• Yapılacak işler
1) Tesettür yazısına göre Din İşleri Yüksek Kurulu, İmam-Hatip liselerinde okuyan kız öğrencilerin kıyafetleriyle ilgili kararı hangi tarihte vermiştir?
2) Tesettür yazısında numaralandırılmış maddelerin her birinin ele aldığı konuyu sırayla yaz.
3) Tesettür yazısını bıraktığı yerden devam ettir.

• Metin parçası
════════════════
Pazar

 

Bir Müslüman olarak canımı çok sıkan haberler okuyorum. Neymiş efendim, bir belediye nikâhlarda, İslâm’ın evlilik ahlâkı ile ilgili bir broşür dağıtıyormuş, bunda yabancı kadın ve erkeklerin el sıkışmalarının caiz olmadığı yazılıyormuş; yine Müslüman kadınların plajlarda çok açık saçık kıyafetlerle erkeklerle birlikte denize girmelerinin doğru olmadığı beyan ediliyormuş… Birtakım kuruluşlar, şahıslar, medya organları yaygarayı kopartıyorlar: Gericilik yapılıyormuş, bunlar irtica imiş. Falan filân…

Azıcık din kültürü ve ilmihal bilgisi olan bir kimse bilir ki:

1. Nâmahrem Müslüman erkeklerle kadınların tokalaşmaları dinen câiz değildir.

2. Yine Müslüman kadınların mayo giyip plajlara gitmeleri ve erkeklerle birlikte denize girmeleri İslâm dini bakımından uygun görülmez.

3. Hür kadın ve kızların başlarını örtüp tesettür kıyafetine bürünmeleri Kitab, Sünnet ve İcma ile sâbit bir farz-ı ayn’dır. Bunu inkâr edenler dinden çıkmış olurlar. İnkâr etmeden tesettür farzını terk edenler günah işlemiş olurlar.

TC Diyanet İşleri Başkanlığı’nın başörtüsü, tesettür, örtünme konusunda iki adet gerekçeli kararı yahut fetvası bulunmaktadır.

Birinci resmî karar: Din İşleri Yüksek Kurulu’nun 3 Şubat 1993’te açıkladığı karardır. Bunda âyetler ve hadisler zikredilerek kadınların “Vücudun el, yüz ve ayakları dışında kalan kısımlarını, aralarında dinen evlilik caiz olan erkekler yanında, vücut hatlarını ve rengini göstermeyecek nitelikte bir elbise (örtü) ile örtmeleri”, “Başörtülerini, saçlarını, başlarını, boyun ve gerdanlarını iyice örtecek şekilde yakalarının üzerine salmaları; dinimizin Kitab,Sünnet ve İslâm âlimlerinin ittifakı ile kesin olan emridir. Müslümanların bu emirlere uymaları dini bir vecibedir” denilmektedir.

İkinci resmî karar: 30.12.1980’de yine Din İşleri Yüksek Kurulu tarafından İmam-Hatip liselerinde okuyan kız öğrencilerin kıyafetleri konusunda verilmiştir. Bunda da tesettürün kesin bir farz olduğu ve binaenaleyh “İmam-Hatip liselerinin, yönetmeliğinde, dinimizin Müslüman kadınların örtünmesiyle ilgili hükümlerine aykırı, anayasamızın tanıdığı, kişinin temel hak ve hürriyetlerini zedeleyici ve sözü edilen okulların yönetim, eğitim ve öğretim faaliyetlerini olumsuz yönde etkileyici nitelikte hükümlerin yer almasının uygun olmayacağı mütalaa olunmuştur.”
════════════════
• Sağlanan veriler
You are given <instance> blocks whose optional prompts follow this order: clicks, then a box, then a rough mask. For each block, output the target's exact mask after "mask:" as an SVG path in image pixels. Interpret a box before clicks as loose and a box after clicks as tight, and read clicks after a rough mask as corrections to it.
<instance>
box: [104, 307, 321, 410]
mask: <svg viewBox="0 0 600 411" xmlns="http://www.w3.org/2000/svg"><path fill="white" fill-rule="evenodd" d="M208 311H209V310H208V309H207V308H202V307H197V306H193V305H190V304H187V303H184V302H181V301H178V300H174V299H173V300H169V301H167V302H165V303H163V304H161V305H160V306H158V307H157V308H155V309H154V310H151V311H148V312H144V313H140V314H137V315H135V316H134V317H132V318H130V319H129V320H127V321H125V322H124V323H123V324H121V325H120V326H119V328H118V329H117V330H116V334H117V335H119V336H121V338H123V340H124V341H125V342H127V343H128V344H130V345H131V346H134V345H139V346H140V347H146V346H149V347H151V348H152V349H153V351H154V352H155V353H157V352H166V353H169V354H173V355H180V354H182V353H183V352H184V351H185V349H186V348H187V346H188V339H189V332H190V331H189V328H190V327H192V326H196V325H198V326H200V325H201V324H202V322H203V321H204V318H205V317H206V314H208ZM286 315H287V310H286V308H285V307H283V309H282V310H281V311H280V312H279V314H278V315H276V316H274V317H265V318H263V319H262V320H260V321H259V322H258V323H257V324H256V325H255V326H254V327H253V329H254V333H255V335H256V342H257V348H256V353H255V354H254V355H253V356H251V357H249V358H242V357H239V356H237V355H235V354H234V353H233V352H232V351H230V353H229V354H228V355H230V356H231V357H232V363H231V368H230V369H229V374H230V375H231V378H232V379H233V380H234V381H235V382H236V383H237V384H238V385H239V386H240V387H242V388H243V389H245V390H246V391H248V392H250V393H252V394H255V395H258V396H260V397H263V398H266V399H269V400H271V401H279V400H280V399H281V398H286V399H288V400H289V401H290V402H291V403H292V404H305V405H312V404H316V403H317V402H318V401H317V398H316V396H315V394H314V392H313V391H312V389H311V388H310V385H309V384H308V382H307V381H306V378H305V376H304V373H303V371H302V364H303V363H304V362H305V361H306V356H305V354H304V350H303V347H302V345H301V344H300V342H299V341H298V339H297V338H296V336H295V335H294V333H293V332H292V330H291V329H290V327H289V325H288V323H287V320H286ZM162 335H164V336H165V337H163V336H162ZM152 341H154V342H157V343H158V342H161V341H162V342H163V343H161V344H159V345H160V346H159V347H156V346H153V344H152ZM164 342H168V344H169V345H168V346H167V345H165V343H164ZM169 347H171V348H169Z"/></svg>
════════════════
• Numaralı cevaplar
1) 30.12.1980'de.

2)
1. Nâmahrem Müslüman erkeklerle kadınların tokalaşması
2. Müslüman kadınların mayo giyip plajlara gitmesi ve erkeklerle birlikte denize girmesi
3. Hür kadın ve kızların başlarını örtüp tesettür kıyafetine bürünmesi

3)
Bu iki fetvayı yahut kararı herhangi “sivil bir hoca” vermiyor, koskoca Türkiye Cumhuriyeti’nin resmî Diyanet İşleri Başkanlığı’nın Din İşleri Yüksek Kurulu veriyor.

İslâm dininin herhangi kesin bir hükmünün gericilikle, irtica ile, yobazlıkla vasıflandırılması büyük bir saygısızlık, haddini bilmezlik ve küstahlıktır.

Müslüman değilmiş yahut eskiden Müslümanmış, şimdi dinden çıkmış veyahut zâhiren Müslüman görünen bir Sabataistmiş, şuymuş, buymuş… Olabilir. Ancak bir şey olmaz:O da, halkının ezici çoğunluğunun Müslüman olduğu bir ülkede kesin dinî hükümlere, haramlara, helâllere, dinî emir ve yasaklara saygısızca saldırmak.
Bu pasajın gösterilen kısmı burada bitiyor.